TASK GOAL: Type out the entries again, matching each one exactly.

PROVIDED MATERIAL:
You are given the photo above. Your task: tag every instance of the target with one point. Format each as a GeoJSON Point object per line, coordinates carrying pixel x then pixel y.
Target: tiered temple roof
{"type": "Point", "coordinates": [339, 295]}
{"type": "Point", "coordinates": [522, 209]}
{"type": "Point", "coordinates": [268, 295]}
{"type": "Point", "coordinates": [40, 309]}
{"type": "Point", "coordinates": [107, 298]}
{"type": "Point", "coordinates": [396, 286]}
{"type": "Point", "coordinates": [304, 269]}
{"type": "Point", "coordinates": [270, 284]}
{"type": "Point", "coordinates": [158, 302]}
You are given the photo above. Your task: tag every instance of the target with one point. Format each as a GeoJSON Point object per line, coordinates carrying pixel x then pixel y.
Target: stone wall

REPLY TO THE EXERCISE:
You are given the photo above. Your task: tag every instance of the target with one point. Format each as a GeoJSON Point object per line, coordinates carrying pixel x then pixel y.
Target: tiered temple roof
{"type": "Point", "coordinates": [339, 295]}
{"type": "Point", "coordinates": [522, 209]}
{"type": "Point", "coordinates": [268, 295]}
{"type": "Point", "coordinates": [40, 309]}
{"type": "Point", "coordinates": [107, 298]}
{"type": "Point", "coordinates": [396, 286]}
{"type": "Point", "coordinates": [304, 269]}
{"type": "Point", "coordinates": [270, 284]}
{"type": "Point", "coordinates": [158, 302]}
You are given the photo above. Your task: tag every instance of the target with one point. Format each as a GeoJSON Point object per line, coordinates carrying pixel x then pixel y.
Target: stone wall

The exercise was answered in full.